* Given instruction
Rewrite the material starting at the line containing "thin white cloud." and ending at the line containing "[165,78,522,348]", changing every "photograph" to "image" and leaving the rest as it stands.

━━━ Provided data

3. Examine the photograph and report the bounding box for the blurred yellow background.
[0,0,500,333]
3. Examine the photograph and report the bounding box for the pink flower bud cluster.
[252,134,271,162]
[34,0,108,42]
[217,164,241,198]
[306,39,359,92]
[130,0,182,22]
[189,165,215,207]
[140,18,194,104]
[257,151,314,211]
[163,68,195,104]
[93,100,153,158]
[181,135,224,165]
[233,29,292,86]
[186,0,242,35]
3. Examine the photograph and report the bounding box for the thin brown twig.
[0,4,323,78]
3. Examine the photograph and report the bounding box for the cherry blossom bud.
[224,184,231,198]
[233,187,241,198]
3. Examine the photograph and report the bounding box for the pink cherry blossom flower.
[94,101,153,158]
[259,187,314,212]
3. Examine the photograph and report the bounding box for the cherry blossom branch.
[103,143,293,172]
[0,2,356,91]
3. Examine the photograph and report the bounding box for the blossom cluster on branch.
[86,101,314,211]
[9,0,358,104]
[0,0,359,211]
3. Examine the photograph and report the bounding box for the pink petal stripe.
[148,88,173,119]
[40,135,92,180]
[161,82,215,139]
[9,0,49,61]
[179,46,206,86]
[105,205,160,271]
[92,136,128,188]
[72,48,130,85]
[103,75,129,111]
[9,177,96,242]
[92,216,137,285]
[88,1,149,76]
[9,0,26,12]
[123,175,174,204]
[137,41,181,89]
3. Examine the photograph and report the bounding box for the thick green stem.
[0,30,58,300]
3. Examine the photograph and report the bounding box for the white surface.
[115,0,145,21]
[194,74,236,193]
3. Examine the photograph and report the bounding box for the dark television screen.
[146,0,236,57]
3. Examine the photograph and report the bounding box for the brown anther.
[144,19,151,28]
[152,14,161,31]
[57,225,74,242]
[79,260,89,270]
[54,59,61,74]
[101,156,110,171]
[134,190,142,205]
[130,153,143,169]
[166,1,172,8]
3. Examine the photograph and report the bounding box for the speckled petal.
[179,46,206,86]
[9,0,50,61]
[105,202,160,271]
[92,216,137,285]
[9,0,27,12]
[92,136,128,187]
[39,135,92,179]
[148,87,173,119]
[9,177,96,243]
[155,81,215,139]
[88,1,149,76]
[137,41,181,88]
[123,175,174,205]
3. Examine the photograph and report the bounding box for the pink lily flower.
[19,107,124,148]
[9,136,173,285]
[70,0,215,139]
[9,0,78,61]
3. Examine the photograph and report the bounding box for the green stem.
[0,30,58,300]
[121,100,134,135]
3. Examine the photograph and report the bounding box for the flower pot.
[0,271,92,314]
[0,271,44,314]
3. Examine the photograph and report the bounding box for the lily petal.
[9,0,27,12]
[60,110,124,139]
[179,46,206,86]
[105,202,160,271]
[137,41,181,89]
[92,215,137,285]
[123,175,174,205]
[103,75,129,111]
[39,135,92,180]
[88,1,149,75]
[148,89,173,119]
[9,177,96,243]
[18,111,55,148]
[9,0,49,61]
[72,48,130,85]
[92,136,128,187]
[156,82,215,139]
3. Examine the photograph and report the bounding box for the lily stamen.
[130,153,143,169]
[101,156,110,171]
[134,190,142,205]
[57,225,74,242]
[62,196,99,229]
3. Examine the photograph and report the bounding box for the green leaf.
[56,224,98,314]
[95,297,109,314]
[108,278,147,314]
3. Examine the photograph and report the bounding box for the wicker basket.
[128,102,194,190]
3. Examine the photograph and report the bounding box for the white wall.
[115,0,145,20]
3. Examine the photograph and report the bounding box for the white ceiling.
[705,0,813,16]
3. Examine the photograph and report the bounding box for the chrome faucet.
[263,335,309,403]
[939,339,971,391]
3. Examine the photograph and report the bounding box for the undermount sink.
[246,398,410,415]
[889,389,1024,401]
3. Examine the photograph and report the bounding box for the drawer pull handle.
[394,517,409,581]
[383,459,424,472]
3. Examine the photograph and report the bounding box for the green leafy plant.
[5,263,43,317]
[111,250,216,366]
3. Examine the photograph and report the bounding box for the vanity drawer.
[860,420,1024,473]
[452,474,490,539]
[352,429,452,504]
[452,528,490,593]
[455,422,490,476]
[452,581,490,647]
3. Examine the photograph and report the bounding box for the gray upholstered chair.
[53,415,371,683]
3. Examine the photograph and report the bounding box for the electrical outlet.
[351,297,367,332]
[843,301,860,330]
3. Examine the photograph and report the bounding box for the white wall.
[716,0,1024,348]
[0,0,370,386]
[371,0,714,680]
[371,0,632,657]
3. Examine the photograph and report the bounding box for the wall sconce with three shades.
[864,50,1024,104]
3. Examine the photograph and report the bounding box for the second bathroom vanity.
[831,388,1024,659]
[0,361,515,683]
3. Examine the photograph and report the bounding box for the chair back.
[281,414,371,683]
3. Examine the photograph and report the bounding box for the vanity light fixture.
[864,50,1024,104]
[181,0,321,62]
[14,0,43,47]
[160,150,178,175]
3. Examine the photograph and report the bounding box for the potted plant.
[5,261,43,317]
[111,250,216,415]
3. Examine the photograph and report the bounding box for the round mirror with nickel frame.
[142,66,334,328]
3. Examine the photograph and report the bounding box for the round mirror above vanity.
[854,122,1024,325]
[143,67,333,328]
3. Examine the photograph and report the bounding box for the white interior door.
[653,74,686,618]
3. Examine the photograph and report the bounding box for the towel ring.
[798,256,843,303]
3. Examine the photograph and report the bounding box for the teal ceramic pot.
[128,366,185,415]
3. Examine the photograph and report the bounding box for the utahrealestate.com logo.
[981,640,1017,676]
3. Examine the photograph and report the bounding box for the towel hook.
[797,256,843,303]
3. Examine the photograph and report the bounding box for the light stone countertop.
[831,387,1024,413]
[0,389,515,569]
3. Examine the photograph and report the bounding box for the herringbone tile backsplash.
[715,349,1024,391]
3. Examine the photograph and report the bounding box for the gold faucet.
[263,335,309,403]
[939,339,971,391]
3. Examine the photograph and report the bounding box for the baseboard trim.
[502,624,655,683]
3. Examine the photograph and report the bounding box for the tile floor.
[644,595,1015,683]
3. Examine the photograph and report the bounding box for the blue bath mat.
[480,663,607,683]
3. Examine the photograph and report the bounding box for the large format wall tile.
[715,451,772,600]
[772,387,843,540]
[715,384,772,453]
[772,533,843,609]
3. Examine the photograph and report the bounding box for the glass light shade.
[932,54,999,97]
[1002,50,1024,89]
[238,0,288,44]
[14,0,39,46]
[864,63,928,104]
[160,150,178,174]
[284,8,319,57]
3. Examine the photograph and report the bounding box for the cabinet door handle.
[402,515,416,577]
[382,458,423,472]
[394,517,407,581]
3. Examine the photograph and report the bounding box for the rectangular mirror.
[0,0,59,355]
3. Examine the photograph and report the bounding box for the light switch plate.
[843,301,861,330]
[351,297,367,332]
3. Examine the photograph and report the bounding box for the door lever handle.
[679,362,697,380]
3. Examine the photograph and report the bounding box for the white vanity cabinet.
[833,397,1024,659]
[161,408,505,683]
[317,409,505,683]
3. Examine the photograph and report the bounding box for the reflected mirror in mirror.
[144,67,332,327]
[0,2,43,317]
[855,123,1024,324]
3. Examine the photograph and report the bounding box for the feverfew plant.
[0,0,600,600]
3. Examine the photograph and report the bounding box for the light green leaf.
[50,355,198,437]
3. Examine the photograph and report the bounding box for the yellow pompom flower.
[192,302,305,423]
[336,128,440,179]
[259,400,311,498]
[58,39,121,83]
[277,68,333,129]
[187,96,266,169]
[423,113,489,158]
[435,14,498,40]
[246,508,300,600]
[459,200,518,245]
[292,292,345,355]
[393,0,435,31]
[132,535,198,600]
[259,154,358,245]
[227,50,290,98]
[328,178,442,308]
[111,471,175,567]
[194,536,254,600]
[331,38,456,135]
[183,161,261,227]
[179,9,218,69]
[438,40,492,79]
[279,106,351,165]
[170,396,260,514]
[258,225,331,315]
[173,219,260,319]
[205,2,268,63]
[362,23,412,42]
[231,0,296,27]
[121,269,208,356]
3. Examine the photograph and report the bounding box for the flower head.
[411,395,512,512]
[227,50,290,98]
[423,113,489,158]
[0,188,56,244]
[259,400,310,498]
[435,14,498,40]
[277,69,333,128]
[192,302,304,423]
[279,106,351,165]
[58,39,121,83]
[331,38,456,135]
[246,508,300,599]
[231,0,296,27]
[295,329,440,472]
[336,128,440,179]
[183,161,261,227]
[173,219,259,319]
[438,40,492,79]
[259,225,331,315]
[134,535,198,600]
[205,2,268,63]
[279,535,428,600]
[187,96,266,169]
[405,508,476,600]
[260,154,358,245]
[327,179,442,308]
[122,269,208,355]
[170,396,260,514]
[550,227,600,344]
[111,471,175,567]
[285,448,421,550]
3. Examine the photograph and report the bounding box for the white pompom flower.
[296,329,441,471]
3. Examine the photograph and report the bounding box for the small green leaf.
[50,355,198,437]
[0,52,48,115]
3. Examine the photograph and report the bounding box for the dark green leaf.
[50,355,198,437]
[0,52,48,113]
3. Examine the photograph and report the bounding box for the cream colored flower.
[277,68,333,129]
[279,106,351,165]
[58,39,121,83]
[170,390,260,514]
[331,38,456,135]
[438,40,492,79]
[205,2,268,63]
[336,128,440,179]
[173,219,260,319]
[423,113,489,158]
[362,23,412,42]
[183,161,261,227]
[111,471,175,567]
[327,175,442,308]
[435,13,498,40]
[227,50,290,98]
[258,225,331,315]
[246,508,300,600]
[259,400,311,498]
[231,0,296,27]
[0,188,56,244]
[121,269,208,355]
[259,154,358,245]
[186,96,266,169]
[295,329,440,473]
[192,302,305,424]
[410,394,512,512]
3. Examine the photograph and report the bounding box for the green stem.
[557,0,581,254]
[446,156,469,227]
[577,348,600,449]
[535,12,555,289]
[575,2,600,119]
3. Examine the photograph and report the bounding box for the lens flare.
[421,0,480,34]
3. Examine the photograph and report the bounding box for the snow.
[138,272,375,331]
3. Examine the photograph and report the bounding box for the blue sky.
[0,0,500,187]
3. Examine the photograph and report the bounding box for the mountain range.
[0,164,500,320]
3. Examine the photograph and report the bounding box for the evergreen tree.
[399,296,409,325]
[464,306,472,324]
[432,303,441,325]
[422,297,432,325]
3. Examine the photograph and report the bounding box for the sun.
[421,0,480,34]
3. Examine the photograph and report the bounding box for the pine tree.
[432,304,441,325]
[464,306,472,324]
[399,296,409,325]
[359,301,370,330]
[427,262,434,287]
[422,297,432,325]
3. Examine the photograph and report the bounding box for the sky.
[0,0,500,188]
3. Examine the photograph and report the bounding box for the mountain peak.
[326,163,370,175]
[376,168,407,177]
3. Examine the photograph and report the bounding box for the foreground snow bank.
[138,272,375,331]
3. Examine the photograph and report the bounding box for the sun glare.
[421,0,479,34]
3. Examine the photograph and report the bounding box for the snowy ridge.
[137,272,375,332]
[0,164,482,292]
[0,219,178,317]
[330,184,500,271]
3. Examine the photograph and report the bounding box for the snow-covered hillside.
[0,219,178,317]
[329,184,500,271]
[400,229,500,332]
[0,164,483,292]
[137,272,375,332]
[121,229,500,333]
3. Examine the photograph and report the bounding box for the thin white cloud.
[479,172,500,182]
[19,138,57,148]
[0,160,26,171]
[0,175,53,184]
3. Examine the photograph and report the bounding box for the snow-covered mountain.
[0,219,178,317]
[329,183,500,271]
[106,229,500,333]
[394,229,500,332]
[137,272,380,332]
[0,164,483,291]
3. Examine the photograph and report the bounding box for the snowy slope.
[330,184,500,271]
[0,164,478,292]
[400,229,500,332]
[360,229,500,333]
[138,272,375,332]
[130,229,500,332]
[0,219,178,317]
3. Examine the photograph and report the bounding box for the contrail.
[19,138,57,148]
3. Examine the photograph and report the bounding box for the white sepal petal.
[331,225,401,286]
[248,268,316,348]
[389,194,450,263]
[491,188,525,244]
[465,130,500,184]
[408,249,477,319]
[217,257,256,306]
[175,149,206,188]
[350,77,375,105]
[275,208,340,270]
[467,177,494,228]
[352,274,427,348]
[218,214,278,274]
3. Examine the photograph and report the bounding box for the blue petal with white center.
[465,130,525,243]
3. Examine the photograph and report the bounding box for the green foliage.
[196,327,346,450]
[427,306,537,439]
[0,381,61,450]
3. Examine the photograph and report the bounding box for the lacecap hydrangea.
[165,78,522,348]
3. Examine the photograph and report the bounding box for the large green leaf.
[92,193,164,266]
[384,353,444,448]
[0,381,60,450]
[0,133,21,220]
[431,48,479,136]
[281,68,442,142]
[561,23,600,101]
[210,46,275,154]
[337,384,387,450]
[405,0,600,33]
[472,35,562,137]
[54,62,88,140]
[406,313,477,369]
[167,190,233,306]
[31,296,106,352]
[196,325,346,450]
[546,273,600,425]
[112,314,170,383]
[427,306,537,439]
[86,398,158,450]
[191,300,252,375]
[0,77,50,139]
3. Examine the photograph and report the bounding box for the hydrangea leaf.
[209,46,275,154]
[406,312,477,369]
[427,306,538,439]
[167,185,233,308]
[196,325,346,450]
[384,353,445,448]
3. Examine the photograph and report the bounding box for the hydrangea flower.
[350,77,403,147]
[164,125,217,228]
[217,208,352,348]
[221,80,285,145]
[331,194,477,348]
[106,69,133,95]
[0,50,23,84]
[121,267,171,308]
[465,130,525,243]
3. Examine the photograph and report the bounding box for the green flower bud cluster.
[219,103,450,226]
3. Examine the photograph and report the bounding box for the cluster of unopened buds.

━━━━━━

* Response below
3. Examine the image and report the bounding box for the thin white cloud.
[479,172,500,182]
[19,138,57,148]
[0,160,26,171]
[0,175,53,184]
3. Examine the image and report the bounding box for the snow-covered mountain.
[0,219,178,317]
[329,183,500,271]
[106,229,500,333]
[394,229,500,332]
[137,272,380,332]
[0,164,483,291]
3. Examine the image and report the bounding box for the snowy slope.
[330,184,500,271]
[0,164,478,292]
[400,229,500,332]
[360,229,500,333]
[138,272,375,332]
[130,229,500,332]
[0,219,178,317]
3. Examine the image and report the bounding box for the contrail.
[19,138,57,148]
3. Examine the image and report the bounding box for the white sepal petal.
[331,225,401,286]
[248,268,316,348]
[389,194,450,263]
[491,188,525,244]
[465,130,500,184]
[408,249,477,319]
[217,257,256,306]
[175,149,206,188]
[350,77,375,105]
[275,208,340,270]
[467,177,494,228]
[352,274,427,348]
[218,214,278,274]
3. Examine the image and report the bounding box for the blue petal with white center.
[465,130,525,243]
3. Examine the image and report the bounding box for the green foliage.
[196,327,346,450]
[427,306,537,439]
[0,381,61,450]
3. Examine the image and report the bounding box for the lacecap hydrangea.
[165,78,522,348]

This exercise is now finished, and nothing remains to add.